__PROBLEM DETAILS__
Give the total of lines holding the word "positive" in the records below, and nothing else.
___ DATA LISTING
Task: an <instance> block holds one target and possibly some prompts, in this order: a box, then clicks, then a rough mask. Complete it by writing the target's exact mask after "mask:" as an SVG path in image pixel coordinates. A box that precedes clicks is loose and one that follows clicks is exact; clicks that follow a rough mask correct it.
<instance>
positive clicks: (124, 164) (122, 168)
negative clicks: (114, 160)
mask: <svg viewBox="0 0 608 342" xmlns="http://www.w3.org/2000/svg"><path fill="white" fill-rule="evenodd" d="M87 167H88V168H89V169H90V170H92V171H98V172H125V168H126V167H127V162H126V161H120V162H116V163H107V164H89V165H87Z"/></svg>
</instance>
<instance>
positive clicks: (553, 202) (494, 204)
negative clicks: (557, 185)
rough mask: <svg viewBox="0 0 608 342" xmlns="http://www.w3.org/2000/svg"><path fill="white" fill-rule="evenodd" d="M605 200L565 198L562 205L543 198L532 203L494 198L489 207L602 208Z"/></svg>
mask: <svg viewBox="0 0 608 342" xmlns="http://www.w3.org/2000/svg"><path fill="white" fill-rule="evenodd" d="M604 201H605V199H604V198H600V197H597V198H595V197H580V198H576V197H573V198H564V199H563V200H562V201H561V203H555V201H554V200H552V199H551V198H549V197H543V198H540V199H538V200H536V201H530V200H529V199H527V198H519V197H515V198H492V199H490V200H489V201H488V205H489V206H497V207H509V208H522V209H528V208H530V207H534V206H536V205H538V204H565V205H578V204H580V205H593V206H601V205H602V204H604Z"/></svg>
______
__WRITTEN RESPONSE__
2